## WRITTEN INSTRUCTION
Find "the man in plaid" in the data below; transcribe the line it appears on and each line after it, exactly, to the end, and nothing else.

(Data listing)
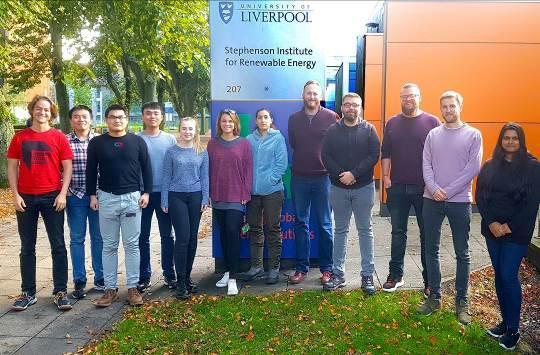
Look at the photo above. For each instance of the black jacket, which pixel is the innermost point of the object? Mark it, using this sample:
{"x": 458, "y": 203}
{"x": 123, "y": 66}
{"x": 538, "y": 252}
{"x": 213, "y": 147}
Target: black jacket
{"x": 500, "y": 202}
{"x": 355, "y": 149}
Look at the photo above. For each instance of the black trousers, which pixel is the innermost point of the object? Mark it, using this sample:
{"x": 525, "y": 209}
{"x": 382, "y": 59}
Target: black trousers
{"x": 230, "y": 224}
{"x": 185, "y": 214}
{"x": 54, "y": 224}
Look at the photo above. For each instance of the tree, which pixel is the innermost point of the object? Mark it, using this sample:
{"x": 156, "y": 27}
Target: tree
{"x": 34, "y": 45}
{"x": 160, "y": 43}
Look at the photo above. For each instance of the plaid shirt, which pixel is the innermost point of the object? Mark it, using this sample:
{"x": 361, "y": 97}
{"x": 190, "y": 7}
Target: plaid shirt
{"x": 77, "y": 186}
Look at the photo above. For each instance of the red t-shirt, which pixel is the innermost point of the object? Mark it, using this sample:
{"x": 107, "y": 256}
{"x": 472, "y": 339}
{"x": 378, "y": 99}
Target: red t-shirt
{"x": 40, "y": 156}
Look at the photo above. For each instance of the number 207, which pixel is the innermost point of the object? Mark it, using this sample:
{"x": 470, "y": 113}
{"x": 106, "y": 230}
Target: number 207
{"x": 233, "y": 88}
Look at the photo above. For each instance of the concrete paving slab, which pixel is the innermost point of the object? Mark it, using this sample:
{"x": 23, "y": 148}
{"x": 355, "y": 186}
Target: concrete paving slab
{"x": 10, "y": 344}
{"x": 37, "y": 346}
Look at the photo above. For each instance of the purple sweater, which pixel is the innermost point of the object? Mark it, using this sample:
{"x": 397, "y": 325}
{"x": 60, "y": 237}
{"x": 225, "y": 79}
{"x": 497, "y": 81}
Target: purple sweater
{"x": 403, "y": 143}
{"x": 452, "y": 158}
{"x": 231, "y": 170}
{"x": 306, "y": 138}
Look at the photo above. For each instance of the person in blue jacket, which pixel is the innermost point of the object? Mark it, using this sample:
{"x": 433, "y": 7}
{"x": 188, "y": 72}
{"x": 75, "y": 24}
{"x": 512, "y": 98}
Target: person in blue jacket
{"x": 270, "y": 161}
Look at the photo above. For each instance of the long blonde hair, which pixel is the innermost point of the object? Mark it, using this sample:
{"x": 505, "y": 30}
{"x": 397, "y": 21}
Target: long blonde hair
{"x": 196, "y": 138}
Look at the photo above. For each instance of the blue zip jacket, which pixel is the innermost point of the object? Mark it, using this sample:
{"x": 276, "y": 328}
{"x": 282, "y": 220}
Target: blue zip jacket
{"x": 270, "y": 161}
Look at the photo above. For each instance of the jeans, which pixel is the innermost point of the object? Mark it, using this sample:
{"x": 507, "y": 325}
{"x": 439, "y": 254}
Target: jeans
{"x": 344, "y": 203}
{"x": 167, "y": 239}
{"x": 78, "y": 212}
{"x": 229, "y": 224}
{"x": 265, "y": 211}
{"x": 185, "y": 214}
{"x": 54, "y": 224}
{"x": 459, "y": 217}
{"x": 399, "y": 201}
{"x": 506, "y": 259}
{"x": 120, "y": 213}
{"x": 311, "y": 194}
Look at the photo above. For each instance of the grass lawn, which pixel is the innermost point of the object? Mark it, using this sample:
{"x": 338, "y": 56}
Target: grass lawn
{"x": 302, "y": 322}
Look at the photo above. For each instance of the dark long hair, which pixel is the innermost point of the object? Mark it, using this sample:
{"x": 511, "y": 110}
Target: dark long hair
{"x": 520, "y": 162}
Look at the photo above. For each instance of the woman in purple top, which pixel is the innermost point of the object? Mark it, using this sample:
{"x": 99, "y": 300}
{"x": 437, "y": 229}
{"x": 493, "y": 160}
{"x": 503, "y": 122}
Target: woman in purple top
{"x": 231, "y": 176}
{"x": 507, "y": 196}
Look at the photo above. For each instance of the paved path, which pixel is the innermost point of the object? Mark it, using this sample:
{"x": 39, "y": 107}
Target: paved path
{"x": 43, "y": 329}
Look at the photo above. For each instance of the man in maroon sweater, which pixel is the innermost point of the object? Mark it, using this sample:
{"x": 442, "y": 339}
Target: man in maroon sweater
{"x": 310, "y": 183}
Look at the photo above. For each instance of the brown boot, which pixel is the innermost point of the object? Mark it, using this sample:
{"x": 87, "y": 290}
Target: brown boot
{"x": 107, "y": 299}
{"x": 134, "y": 297}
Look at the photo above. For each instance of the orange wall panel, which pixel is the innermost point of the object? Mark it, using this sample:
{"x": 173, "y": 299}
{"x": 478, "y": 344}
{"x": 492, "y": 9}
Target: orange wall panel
{"x": 472, "y": 21}
{"x": 499, "y": 82}
{"x": 374, "y": 48}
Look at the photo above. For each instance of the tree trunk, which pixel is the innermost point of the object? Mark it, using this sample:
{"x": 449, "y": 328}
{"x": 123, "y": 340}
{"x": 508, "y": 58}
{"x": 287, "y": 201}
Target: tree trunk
{"x": 128, "y": 82}
{"x": 57, "y": 69}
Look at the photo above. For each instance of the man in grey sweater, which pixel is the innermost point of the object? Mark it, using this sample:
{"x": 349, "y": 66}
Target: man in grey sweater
{"x": 451, "y": 159}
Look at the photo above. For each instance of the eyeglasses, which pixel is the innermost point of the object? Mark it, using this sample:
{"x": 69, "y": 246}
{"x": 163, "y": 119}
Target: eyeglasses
{"x": 408, "y": 97}
{"x": 116, "y": 117}
{"x": 228, "y": 111}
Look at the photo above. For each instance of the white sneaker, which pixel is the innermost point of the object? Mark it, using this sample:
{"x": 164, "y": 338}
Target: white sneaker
{"x": 232, "y": 289}
{"x": 224, "y": 280}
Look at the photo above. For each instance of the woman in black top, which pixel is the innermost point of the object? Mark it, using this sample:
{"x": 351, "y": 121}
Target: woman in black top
{"x": 507, "y": 196}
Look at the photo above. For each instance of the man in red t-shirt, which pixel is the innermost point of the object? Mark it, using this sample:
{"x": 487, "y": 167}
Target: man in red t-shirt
{"x": 39, "y": 173}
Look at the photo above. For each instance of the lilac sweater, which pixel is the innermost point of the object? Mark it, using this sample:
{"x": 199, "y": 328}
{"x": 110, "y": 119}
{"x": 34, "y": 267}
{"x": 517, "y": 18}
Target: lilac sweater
{"x": 231, "y": 170}
{"x": 452, "y": 159}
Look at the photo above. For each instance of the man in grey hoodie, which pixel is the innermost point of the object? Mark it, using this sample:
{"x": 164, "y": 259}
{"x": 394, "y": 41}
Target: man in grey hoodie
{"x": 349, "y": 153}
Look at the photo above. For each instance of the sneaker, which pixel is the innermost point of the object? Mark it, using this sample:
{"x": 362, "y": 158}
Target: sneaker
{"x": 497, "y": 331}
{"x": 367, "y": 285}
{"x": 326, "y": 276}
{"x": 232, "y": 288}
{"x": 170, "y": 282}
{"x": 61, "y": 301}
{"x": 426, "y": 292}
{"x": 143, "y": 286}
{"x": 509, "y": 340}
{"x": 272, "y": 277}
{"x": 297, "y": 278}
{"x": 99, "y": 285}
{"x": 392, "y": 283}
{"x": 134, "y": 297}
{"x": 335, "y": 283}
{"x": 224, "y": 281}
{"x": 429, "y": 306}
{"x": 191, "y": 287}
{"x": 79, "y": 291}
{"x": 462, "y": 312}
{"x": 107, "y": 299}
{"x": 252, "y": 274}
{"x": 23, "y": 301}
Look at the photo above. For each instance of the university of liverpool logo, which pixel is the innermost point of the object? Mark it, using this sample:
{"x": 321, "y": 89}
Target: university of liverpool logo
{"x": 226, "y": 11}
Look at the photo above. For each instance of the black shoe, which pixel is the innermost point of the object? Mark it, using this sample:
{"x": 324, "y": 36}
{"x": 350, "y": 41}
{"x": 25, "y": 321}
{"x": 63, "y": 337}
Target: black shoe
{"x": 181, "y": 291}
{"x": 509, "y": 340}
{"x": 79, "y": 291}
{"x": 335, "y": 283}
{"x": 497, "y": 331}
{"x": 61, "y": 301}
{"x": 23, "y": 301}
{"x": 191, "y": 287}
{"x": 143, "y": 285}
{"x": 170, "y": 282}
{"x": 99, "y": 285}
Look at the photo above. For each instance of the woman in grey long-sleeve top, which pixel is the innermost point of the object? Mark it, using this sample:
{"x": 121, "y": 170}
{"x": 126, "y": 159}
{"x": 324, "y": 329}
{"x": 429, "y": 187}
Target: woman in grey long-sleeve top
{"x": 184, "y": 195}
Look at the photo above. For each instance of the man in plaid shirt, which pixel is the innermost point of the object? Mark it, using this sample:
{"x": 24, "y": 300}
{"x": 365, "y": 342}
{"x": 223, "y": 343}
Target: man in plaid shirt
{"x": 78, "y": 205}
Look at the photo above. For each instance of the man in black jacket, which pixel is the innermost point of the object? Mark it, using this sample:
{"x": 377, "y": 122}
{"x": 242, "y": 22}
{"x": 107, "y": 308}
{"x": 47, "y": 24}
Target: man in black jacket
{"x": 350, "y": 151}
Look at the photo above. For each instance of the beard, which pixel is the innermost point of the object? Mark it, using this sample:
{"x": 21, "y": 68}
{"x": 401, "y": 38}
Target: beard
{"x": 408, "y": 110}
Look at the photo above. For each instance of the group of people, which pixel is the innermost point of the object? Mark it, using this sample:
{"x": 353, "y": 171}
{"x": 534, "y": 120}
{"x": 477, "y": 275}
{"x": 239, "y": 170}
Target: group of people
{"x": 118, "y": 180}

## REPLY
Look at the photo above. For each instance of the man in plaid shirt, which pixel is the innermost point of the object? Mark it, using this sample:
{"x": 24, "y": 300}
{"x": 365, "y": 342}
{"x": 223, "y": 343}
Target: man in plaid shirt
{"x": 78, "y": 205}
Look at the photo above. For each instance of the man in black jacket, which pixel is the innermost point of the object? Mark it, using this sample:
{"x": 377, "y": 122}
{"x": 242, "y": 22}
{"x": 107, "y": 308}
{"x": 47, "y": 24}
Target: man in black jacket
{"x": 350, "y": 151}
Look at the photo above. For each instance of the beard, which pixel is the innermost point of the object? Mark it, using this sample:
{"x": 21, "y": 68}
{"x": 401, "y": 38}
Target: beard
{"x": 408, "y": 110}
Look at the photo above. For each instance of the group of people, which pixel is the innermost point of the object? Mark it, using this sample:
{"x": 353, "y": 171}
{"x": 534, "y": 120}
{"x": 477, "y": 275}
{"x": 239, "y": 170}
Target: group of people
{"x": 118, "y": 180}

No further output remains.